◆ Goal: Find every line in the entries below that contains the word "light", and copy each such line. Case counts.

◆ Input material:
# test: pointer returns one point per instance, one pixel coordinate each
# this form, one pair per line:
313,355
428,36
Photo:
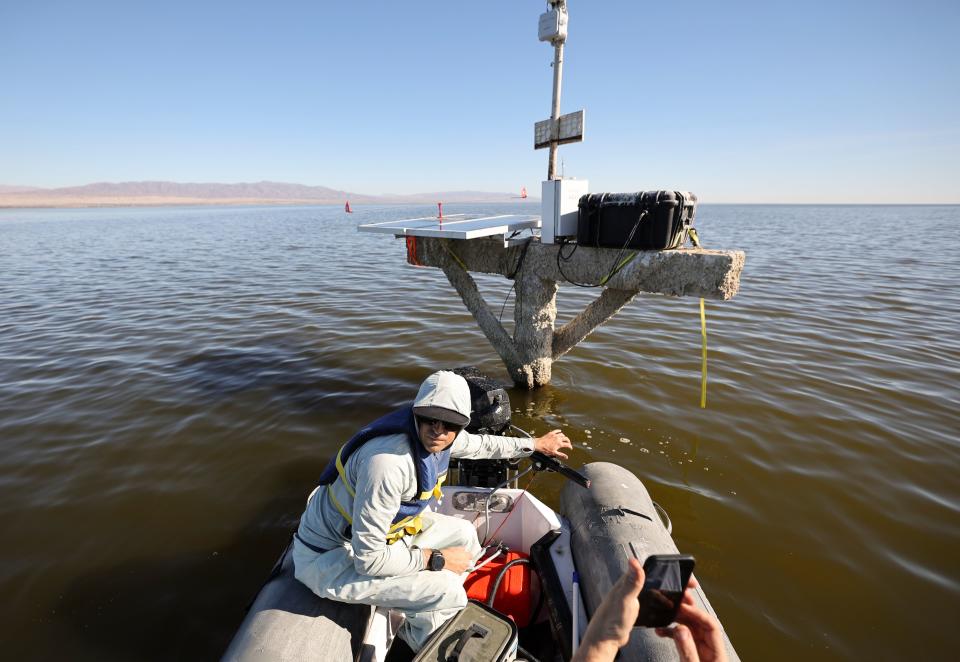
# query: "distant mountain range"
105,194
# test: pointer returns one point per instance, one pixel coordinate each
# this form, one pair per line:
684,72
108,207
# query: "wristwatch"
436,560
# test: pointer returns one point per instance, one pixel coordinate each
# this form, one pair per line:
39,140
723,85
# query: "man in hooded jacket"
367,536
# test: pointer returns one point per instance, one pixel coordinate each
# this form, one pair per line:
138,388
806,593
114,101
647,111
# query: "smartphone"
666,580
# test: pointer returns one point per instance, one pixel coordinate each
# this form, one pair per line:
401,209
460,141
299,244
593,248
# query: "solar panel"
456,226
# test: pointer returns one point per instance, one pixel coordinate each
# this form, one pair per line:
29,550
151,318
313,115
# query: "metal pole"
555,114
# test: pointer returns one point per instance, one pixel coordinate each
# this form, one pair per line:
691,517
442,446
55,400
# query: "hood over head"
444,396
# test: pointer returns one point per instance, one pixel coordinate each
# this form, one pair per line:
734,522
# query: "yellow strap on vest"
408,526
436,491
405,527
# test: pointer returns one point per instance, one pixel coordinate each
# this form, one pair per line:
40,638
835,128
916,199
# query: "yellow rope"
703,377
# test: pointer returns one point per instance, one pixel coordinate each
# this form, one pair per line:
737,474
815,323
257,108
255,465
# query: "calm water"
172,380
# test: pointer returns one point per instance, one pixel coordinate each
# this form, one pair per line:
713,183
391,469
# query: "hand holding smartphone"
663,588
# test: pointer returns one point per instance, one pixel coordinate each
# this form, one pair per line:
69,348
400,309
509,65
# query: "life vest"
431,471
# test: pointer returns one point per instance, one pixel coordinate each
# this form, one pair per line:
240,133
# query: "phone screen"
666,580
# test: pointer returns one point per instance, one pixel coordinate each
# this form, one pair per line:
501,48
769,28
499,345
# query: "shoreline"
47,202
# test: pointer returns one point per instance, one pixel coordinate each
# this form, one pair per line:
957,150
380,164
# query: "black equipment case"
648,220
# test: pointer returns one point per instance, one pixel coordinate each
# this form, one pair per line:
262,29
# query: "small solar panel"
455,226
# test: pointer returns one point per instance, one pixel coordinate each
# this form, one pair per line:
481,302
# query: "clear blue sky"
739,102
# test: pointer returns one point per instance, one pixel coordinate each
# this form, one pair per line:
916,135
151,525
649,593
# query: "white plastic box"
560,211
553,25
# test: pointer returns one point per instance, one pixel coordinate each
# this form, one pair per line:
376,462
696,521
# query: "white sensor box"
560,199
553,25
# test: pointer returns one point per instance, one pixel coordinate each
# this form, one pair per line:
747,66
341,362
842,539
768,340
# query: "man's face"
436,435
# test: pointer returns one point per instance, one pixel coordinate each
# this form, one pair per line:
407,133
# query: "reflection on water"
173,380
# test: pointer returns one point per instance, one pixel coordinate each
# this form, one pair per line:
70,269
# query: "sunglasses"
431,422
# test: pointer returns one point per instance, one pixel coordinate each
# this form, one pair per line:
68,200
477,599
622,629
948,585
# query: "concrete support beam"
684,272
535,345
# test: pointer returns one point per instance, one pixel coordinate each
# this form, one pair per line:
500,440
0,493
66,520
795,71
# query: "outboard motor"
490,414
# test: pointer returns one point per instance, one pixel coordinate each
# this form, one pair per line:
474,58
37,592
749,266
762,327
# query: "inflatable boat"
543,574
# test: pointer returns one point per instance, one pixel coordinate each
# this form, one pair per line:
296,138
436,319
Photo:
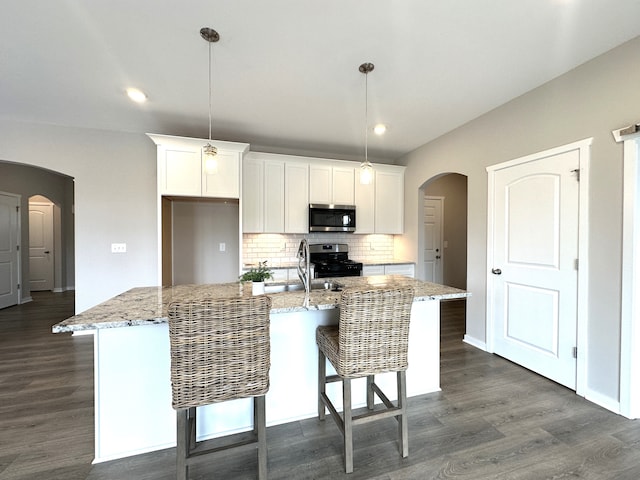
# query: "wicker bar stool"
220,350
371,338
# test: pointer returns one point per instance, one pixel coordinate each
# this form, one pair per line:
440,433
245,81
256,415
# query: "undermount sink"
297,286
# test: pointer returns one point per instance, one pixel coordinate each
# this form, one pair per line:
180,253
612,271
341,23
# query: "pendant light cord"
209,91
366,118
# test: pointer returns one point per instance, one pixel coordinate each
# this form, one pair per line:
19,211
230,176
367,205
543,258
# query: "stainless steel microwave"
332,218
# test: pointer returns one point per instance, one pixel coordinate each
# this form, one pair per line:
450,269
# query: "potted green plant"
257,275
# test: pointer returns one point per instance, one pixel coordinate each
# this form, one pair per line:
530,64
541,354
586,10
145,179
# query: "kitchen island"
133,411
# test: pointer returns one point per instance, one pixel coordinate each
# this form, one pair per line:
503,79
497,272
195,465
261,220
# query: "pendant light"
366,169
210,152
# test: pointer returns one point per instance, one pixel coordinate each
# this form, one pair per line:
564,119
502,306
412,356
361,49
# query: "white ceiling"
286,71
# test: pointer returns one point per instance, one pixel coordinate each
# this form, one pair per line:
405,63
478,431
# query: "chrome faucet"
304,269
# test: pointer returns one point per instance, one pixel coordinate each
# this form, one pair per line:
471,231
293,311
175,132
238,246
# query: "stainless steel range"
332,260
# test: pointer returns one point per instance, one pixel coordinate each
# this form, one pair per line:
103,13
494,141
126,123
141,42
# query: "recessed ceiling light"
136,95
379,129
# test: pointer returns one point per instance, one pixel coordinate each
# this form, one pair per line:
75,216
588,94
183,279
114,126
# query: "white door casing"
630,321
537,211
41,252
9,250
433,254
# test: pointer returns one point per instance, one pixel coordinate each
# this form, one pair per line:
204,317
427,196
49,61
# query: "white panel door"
433,239
41,258
535,280
9,254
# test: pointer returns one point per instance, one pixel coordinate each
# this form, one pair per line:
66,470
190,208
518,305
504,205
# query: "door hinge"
577,172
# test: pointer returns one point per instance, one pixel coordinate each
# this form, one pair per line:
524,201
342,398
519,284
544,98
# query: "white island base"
133,412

◆ Response to this exercise:
# query: "pendant light cord"
# query: "pendant light"
# query: "recessed ceiling light"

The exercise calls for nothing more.